(Text block)

In the mid-2000s we see the rise of REST and SOA. New software systems in most industries are being modeled on distributed and modular architectures that allow the dis-integration of services and interfaces. ILSs designed and developed in this time period have the specific characteristic of incorporating concepts of SOA and distributed computing from the ground up. Each functional unit of the ILS is implemented as a service with a well-defined API, and these services can be replaced or augmented over time without the fear of disrupting the rest of the code-base. New services snap in like Legos and are trivial to implement in comparison to new services in previous generations, and service APIs stay consistent across time and even development and implementation methodology. Because ILSs built this way have intentional separation between all service layers (UI, business logic, storage) they can present many different workflow-optimized interfaces to the user, or to other services, while leveraging existing code.

Because of the focus on service dis-integration, resources can be applied precisely where they are most needed, and horizontal scaling is linear in the worst case. Scaling in this architecture is managed through the addition of simple, replaceable commodity hardware, making it extremely cost effective for initial capital outlay and providing the possibility of “just in time” cluster expansion using hardware that delivers the most bang for the buck at the time of need.

Greener pastures

Evergreen is the first production ILS, and only we are aware of as of this writing, to be designed with Service Oriented Architecture (SOA), Representational State Transfer (REST) and “n-tier” architectural concepts specifically in mind. Evergreen achieves this by building services and applications on the OpenSRF (Open Service Request Framework, and pronounced “open surf”) platform. OpenSRF handles all of the details of implementing a stateful, decentralized service architecture and the Evergreen code supplies the business logic and UI framework that matters to libraries.

To provide a specific example of the ease of extension that Evergreen and OpenSRF provide, the online bill pay functionality coming in the next major release was designed and developed by someone that had only passing familiarity with the underlying of Evergreen, or with the OpenSRF framework on which it is built. It was created in about 4 hours, and adds integrated, ILS-wide support for credit card and PayPal payment processing.

Another mistake I hear repeated all too often is the fallacy that Evergreen requires uniform policy definition across participating institutions. This could not be further from the truth — Evergreen supports the most flexible and location aware circulation and hold policies of any ILS available, and can even be extended with ad hoc exceptions to any policy definition via simple rules. This is, of course, unrelated to the architecture of Evergreen, but as it is the only example of a system based on such an architecture, this feature is also endemic to this pattern.

(Prompt 1)
Transcribe the passage on Evergreen's architecture word for word, beginning at the words "Evergreen is the" and stopping after the words "matters to libraries.".
(Prompt 2)
Go on with the passage on Evergreen's architecture, picking up after its final sentence.

(Given information)
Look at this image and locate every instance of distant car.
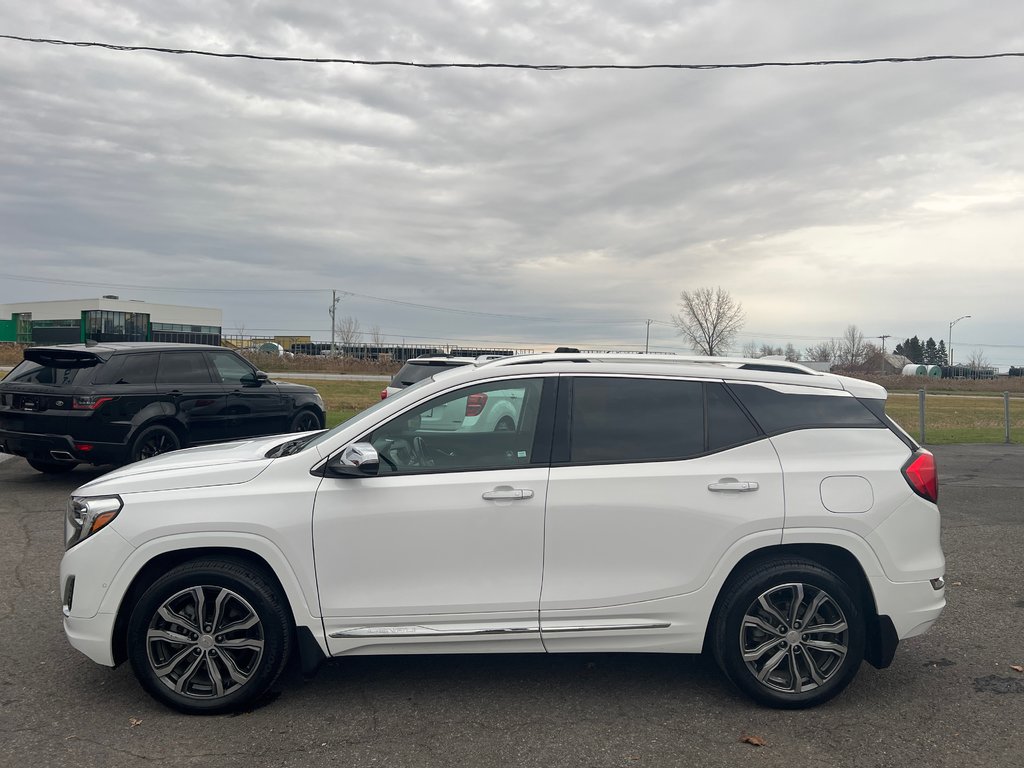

(Task output 1)
Evergreen is the first production ILS, and only we are aware of as of this writing, to be designed with Service Oriented Architecture (SOA), Representational State Transfer (REST) and “n-tier” architectural concepts specifically in mind. Evergreen achieves this by building services and applications on the OpenSRF (Open Service Request Framework, and pronounced “open surf”) platform. OpenSRF handles all of the details of implementing a stateful, decentralized service architecture and the Evergreen code supplies the business logic and UI framework that matters to libraries.

(Task output 2)
But wait, there’s more!

Another natural consequence of the SOA/dis-integrated architecture of Evergreen, facilitated by OpenSRF, is that most if not all of its code can be re-purposed largely without modification. We at Equinox Software are currently beginning development on FulfILLment, a large-scale, cross-ILS borrowing platform to facilitate the functionality of large ILL consortia, such as state or region-wide networks. This system will leverage much of the organization-aware business logic that Evergreen already provides to support cross-institution circulation in a completely ILS agnostic fashion.

The Future

While neither I nor anyone else can predict what the Next Big Thing will be in terms of application architecture, we can draw some clues from the current state of the art. Bleeding edge application development in 2008 seems to be moving towards refining the SOA model. Efforts such as SOA 2.0 and Service Component Architecture (SCA) point toward a near-term future where SOA and dis-integrated services become mainstream, and service-on-demand and mashups are the norm. If these trends are any predictor, Evergreen and OpenSRF are in for a long ride, especially as more features and functionality are incorporated over time.

Note: Updated 2008-04-22T10:00:00-04 to add some term clarification.

Deep in the heart of Texas

April 14th, 2008 by drdata

In preparation for the Texas Library Association conference this week, I have been looking at data from public libraries in Texas using the same method I used in a post on the open-ils blog on library characteristics: A Riff on Big. Not surprisingly, Texas public libraries show similar patterns as we saw there for all U.S. public libraries: a few very big libraries and many small ones.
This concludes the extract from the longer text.